• **EXERCISE PROMPT**: Please reproduce the entire listing, character for character.

• **SOURCE MATERIAL**:
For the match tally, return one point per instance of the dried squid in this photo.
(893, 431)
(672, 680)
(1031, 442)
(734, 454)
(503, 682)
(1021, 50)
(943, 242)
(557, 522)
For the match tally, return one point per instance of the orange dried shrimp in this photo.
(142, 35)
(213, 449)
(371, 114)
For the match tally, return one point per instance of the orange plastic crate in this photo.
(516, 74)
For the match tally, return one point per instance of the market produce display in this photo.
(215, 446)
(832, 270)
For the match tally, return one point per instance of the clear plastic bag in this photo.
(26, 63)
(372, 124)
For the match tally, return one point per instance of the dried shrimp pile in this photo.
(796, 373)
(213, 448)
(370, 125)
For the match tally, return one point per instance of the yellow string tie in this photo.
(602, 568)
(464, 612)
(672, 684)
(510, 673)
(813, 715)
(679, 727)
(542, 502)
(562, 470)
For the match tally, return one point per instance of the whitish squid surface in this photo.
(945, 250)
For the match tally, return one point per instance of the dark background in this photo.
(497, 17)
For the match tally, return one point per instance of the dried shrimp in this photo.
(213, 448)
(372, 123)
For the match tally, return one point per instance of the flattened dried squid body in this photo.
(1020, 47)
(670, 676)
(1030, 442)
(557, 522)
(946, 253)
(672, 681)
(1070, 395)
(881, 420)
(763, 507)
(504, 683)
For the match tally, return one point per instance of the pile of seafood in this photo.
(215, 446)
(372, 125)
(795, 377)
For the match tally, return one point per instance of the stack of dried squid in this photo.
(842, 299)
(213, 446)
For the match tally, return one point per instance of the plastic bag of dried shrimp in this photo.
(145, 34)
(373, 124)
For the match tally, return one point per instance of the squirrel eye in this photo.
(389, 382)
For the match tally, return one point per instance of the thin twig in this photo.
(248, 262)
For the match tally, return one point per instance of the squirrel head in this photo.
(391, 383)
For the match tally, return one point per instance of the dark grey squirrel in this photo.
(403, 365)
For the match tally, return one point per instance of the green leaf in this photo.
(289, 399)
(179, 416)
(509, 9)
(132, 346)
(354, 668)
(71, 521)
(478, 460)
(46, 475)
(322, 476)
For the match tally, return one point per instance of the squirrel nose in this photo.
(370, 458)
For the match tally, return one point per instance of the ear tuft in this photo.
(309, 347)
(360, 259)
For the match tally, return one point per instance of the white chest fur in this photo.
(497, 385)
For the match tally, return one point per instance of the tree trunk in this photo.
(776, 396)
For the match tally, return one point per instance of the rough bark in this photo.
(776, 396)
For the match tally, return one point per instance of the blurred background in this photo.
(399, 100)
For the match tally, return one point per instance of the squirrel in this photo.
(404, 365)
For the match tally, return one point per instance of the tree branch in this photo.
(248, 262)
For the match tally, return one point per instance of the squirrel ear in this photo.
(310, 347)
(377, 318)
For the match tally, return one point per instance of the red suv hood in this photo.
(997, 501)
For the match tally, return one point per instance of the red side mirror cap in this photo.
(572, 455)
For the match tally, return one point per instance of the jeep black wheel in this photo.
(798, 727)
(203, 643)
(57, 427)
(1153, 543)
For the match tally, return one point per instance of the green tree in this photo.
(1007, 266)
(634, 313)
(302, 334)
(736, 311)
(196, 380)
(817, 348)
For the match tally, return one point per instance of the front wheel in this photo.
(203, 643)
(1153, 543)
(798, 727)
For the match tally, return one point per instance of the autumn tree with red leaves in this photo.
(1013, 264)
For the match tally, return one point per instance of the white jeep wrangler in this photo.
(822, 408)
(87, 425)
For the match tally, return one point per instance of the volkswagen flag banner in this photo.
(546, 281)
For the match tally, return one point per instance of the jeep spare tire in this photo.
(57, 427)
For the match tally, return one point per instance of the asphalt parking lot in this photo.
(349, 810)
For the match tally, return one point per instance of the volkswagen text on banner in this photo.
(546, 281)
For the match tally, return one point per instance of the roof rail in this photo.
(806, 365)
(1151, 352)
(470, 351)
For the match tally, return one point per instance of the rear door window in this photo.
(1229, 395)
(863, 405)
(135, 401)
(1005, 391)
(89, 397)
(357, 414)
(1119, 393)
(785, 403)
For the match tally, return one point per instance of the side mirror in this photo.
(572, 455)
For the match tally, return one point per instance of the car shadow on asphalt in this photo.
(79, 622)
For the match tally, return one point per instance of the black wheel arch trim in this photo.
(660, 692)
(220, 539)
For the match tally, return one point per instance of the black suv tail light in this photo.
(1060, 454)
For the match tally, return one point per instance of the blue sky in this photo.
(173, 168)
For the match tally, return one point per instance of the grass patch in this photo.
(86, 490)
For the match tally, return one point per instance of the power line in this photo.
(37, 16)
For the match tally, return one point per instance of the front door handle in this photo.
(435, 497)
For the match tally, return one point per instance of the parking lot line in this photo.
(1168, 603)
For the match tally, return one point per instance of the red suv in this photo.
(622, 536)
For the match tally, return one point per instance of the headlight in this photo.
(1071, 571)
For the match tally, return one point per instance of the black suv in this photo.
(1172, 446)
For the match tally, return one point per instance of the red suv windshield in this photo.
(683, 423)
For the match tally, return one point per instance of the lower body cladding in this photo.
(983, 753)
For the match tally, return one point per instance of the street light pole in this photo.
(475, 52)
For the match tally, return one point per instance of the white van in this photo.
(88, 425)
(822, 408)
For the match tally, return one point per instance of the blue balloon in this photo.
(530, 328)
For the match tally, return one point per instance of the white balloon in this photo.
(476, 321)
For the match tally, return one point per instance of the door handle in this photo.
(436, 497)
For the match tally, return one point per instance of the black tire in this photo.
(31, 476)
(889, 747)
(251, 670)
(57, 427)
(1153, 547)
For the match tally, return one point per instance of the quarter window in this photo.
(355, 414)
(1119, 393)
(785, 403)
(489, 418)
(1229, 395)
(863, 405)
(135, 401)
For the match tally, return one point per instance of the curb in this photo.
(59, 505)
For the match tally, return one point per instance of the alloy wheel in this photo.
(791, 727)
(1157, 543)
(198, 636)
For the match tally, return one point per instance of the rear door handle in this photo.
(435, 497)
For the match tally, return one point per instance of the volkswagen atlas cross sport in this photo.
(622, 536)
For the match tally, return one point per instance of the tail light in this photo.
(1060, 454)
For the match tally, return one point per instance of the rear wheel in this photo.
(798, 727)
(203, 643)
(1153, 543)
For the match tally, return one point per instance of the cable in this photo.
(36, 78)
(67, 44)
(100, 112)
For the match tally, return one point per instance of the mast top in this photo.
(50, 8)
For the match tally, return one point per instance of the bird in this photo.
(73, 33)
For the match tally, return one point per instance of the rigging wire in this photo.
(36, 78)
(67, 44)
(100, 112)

• **ANSWER TO THE PROBLEM**:
For the match tally, return one point per instance of the dried squid in this photo.
(893, 431)
(672, 680)
(1031, 442)
(734, 454)
(503, 682)
(1021, 50)
(943, 242)
(557, 522)
For the match tally, return one point per instance of the orange dried shrimp in this photo.
(142, 35)
(213, 449)
(371, 114)
For the match tally, return one point per instance of the orange plastic crate in this photo.
(516, 74)
For the match tally, return one point per instance of the market produce display in this photo.
(215, 446)
(832, 270)
For the match tally, return one point per instance of the clear plastic bag in this photo.
(26, 63)
(372, 124)
For the match tally, return one point per instance of the dried shrimp pile in this photo.
(796, 373)
(213, 448)
(370, 125)
For the match tally, return one point per instance of the yellow string tie in this photo.
(602, 568)
(464, 612)
(672, 684)
(510, 673)
(813, 715)
(679, 727)
(542, 502)
(562, 470)
For the match tally, return one point per instance of the whitish squid surface in this photo.
(945, 250)
For the match tally, return one point per instance of the dark background in this photo.
(497, 17)
For the match tally, return one point per instance of the dried shrimp in this photo.
(213, 448)
(372, 123)
For the match tally, return one point per instance of the flattened dried squid body in this photo.
(1020, 47)
(670, 676)
(1030, 442)
(557, 522)
(946, 253)
(672, 681)
(1070, 395)
(881, 420)
(763, 507)
(504, 683)
For the match tally, return one point per instance of the pile of seafood in this photo.
(215, 446)
(372, 125)
(795, 377)
For the match tally, return one point per instance of the stack of dried squid in this photo.
(842, 299)
(213, 446)
For the match tally, return one point per instance of the plastic bag of dried shrimp in this photo.
(145, 34)
(373, 124)
For the match tally, return one point per instance of the squirrel eye in this photo.
(389, 382)
For the match tally, return one point per instance of the thin twig in this photo.
(248, 262)
For the match tally, return one point per instance of the squirrel head in this photo.
(391, 383)
For the match tally, return one point per instance of the dark grey squirrel in this photo.
(403, 365)
For the match tally, return one point per instance of the green leaf in this photo.
(289, 399)
(179, 416)
(509, 9)
(132, 346)
(354, 668)
(71, 521)
(478, 460)
(46, 475)
(322, 476)
For the match tally, return one point per instance of the squirrel nose in this photo.
(370, 458)
For the match tally, return one point per instance of the ear tuft in this photo.
(309, 347)
(360, 259)
For the match tally, return one point per instance of the white chest fur in this photo.
(497, 385)
For the match tally, return one point per instance of the tree trunk in this photo.
(776, 396)
For the match tally, return one point per instance of the rough bark in this photo.
(776, 396)
For the match tally, return one point per instance of the blurred background in this photo.
(399, 100)
For the match tally, return one point per instance of the squirrel in this photo.
(404, 365)
For the match tally, return one point per instance of the tree branch in this photo.
(248, 262)
For the match tally, return one point per instance of the squirrel ear in this photo.
(310, 347)
(377, 318)
For the match tally, return one point per instance of the red suv hood in this photo.
(997, 501)
For the match tally, return one point per instance of the red side mirror cap in this photo.
(572, 455)
For the match tally, return one point per instance of the jeep black wheel in this photo.
(798, 727)
(203, 643)
(57, 427)
(1153, 543)
For the match tally, return one point per instance of the green tree in this photo.
(1007, 266)
(634, 313)
(302, 334)
(736, 311)
(196, 380)
(817, 348)
For the match tally, return one point per instance of the front wheel in this photo.
(203, 643)
(1153, 543)
(798, 727)
For the match tally, return one point per instance of the autumn tree with red leaves in this photo.
(1013, 264)
For the match tally, return one point per instance of the white jeep wrangler in this photo.
(822, 408)
(87, 425)
For the match tally, return one point per instance of the volkswagen flag banner in this photo.
(546, 281)
For the match tally, return one point per instance of the jeep spare tire in this photo.
(57, 427)
For the match tally, return one point per instance of the asphalt parking lot in this photo.
(349, 810)
For the match tally, return one point per instance of the volkswagen text on banner in this photo.
(546, 281)
For the match tally, return one point per instance of the roof rail in this photo.
(806, 365)
(1151, 352)
(470, 351)
For the match tally, return one point per instance of the rear door window in this photo.
(1229, 395)
(863, 405)
(135, 401)
(1005, 391)
(89, 397)
(357, 414)
(1119, 393)
(785, 403)
For the match tally, return one point per instance of the side mirror in this photo.
(572, 455)
For the match tally, return one point per instance of the car shadow on asphalt in this photo.
(79, 622)
For the match tally, return one point per instance of the black wheel arch trim in this photo.
(660, 692)
(220, 539)
For the match tally, return one point per instance of the black suv tail light in this photo.
(1060, 454)
For the match tally, return one point per instance of the blue sky in this photo.
(173, 168)
For the match tally, return one point per instance of the grass patch in this photo.
(86, 490)
For the match tally, return one point per instance of the power line in this photo.
(37, 16)
For the match tally, return one point per instance of the front door handle in this photo.
(435, 497)
For the match tally, return one point per instance of the parking lot line in this photo.
(1168, 603)
For the match tally, return one point per instance of the red suv in this photo.
(622, 536)
For the match tally, return one point per instance of the headlight in this photo.
(1071, 571)
For the match tally, return one point per instance of the black suv in this photo.
(1172, 446)
For the match tally, return one point per instance of the red suv windshield in this photo.
(683, 423)
For the match tally, return one point per instance of the lower body cladding in this photo.
(983, 753)
For the match tally, return one point per instance of the street light pole in this photo.
(475, 52)
For the match tally, return one point per instance of the white van in this photo.
(88, 425)
(822, 408)
For the match tally, return one point per instance of the blue balloon in this photo.
(530, 328)
For the match tally, return one point per instance of the white balloon in this photo.
(476, 321)
For the match tally, return one point per instance of the door handle in this photo.
(436, 497)
For the match tally, return one point per instance of the black tire in this photo.
(31, 476)
(889, 747)
(251, 670)
(57, 427)
(1153, 547)
For the match tally, return one point per instance of the quarter window in this photo.
(355, 414)
(1119, 393)
(785, 403)
(489, 418)
(1229, 395)
(863, 405)
(135, 401)
For the match tally, return one point per instance of the curb in this photo.
(59, 505)
For the match tally, return one point per instance of the alloy wheel in this photo.
(791, 727)
(1157, 543)
(198, 636)
For the match tally, return one point per instance of the rear door handle in this photo.
(435, 497)
For the match tally, return one point per instance of the volkswagen atlas cross sport in this photo.
(622, 536)
For the match tally, return one point per instance of the tail light in this photo.
(1060, 454)
For the match tally, return one point per instance of the rear wheel in this photo.
(798, 727)
(203, 643)
(1153, 543)
For the match tally, return one point per instance of the cable in this photo.
(36, 78)
(67, 44)
(100, 112)
For the match tally, return one point per instance of the mast top in this photo.
(50, 8)
For the match tally, return one point per instance of the bird in this photo.
(73, 33)
For the match tally, return one point per instance of the rigging wire in this photo.
(36, 78)
(67, 44)
(100, 112)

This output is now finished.